> _Challenges_:
1. According to the article on Hong Kong IPO scrutiny, which bank underwrote the China Metal Recycling (Holdings) Ltd. listing?
2. Resume the article on Hong Kong IPO scrutiny from the point where it stops.

> _Extract_:
##############################

Western Banks Face New Level of Scrutiny Over Hong Kong IPOs
November 03 2016 - 10:30AM
Dow Jones News
HONG KONG—Hong Kong's securities regulator, boosting oversight
of the world's top market for initial public offerings, is cracking
down on Western investment banks over some listings.
According to people familiar with the matter, they include those
of China Forestry Holdings Co., underwritten by UBS Group AG and
Standard Chartered PLC, and China Metal Recycling (Holdings) Ltd.,
underwritten by UBS. The two companies, whose 2009 IPOs raised a
combined total of more than US$400 million, were put in liquidation
after regulators found evidence of fraudulent accounting.
Both banks have said Hong Kong's Securities and Futures
Commission plans action against them over IPOs. Spokesmen for the
banks declined to comment beyond their statements. The regulator
confirmed the investigations but declined to comment further.
Standard Chartered scrapped its equities business last year.
Bankers and lawyers in the Asian financial hub say that more
investigations and regulatory actions could be on the way.
Hong Kong is the world's No. 1 market for IPOs this year,
raising $21.2 billion to top New York. IPOs of Chinese companies
seeking global investors have long been the lifeblood of the city's
bustling financial scene.
While Hong Kong's securities regulator in the past has taken on
cases against local brokers and mainland Chinese firms operating in
Hong Kong, it has rarely probed the IPO work of big Western
investment banks. However, in recent years, investors have been
stung by a string of high-profile failures of recently listed
companies that carried the imprimatur of Western underwriters.
Hong Kong's securities regulator "has become more willing to
take action against the big-name banks than they were in the past,"

##############################

> _Information shown_:
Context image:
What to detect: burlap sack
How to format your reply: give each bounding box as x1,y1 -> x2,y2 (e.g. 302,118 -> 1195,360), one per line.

##############################

> _Answers below_:
1. UBS

2.
said Robert Cleaver, a partner at law firm Linklaters LLP. "They
have to make an example of a few people if they want to be
effective."
He said the new approach is a product of underwriting rules
implemented in 2013, which could make investment banks and bankers
criminally responsible for false information in the prospectuses of
companies they take public—raising the bar for work on such deals.
The regulator has also bulked up on enforcement staff, and in March
hired Thomas Atkinson, a former Canadian securities enforcement
official, to lead its enforcement division.
Investment banks themselves are stepping up their efforts, as
well, hiring due-diligence firms to verify company claims and
building out compliance teams.
China Forestry Holdings Co., a forestry-plantation operator in
China, became embroiled in scandal when its auditor found
accounting irregularities and its former chief executive was
arrested in 2011 by Chinese authorities for alleged embezzlement.
The company's Hong Kong liquidators are now suing Standard
Chartered, UBS, and other firms that worked on the company's
IPO.
China Metal Recycling—the country's self-proclaimed biggest
scrap-metal recycler by revenue—fell under the scrutiny of short
seller Glaucus Research Group California LLC, which said in a 2013
report that it had inflated revenue. After an investigation, Hong
Kong's securities regulator found that the company's IPO prospectus
had "overstated its financial position" and sought its
liquidation.
China Forestry is in the process of being delisted, while China
Metal Recycling was delisted in February, according to exchange
filings.
Write to Alec Macfarlane at Alec.Macfarlane@wsj.com, Kane Wu at
Kane.Wu@wsj.com and Julie Steinberg at julie.steinberg@wsj.com
(END) Dow Jones Newswires
November 03, 2016 10:15 ET (14:15 GMT)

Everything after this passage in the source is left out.